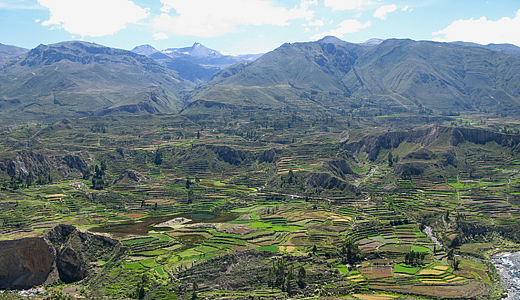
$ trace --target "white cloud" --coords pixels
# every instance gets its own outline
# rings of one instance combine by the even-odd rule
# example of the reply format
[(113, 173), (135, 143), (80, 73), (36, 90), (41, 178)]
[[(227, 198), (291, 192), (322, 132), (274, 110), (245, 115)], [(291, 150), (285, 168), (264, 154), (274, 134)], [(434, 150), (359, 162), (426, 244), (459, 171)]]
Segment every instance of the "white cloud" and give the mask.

# # # #

* [EXERCISE]:
What lines in the material above hold the string "white"? List them.

* [ANSWER AREA]:
$ trace --target "white cloud" --coords pixels
Segment every instance of the "white cloud" and give the mask.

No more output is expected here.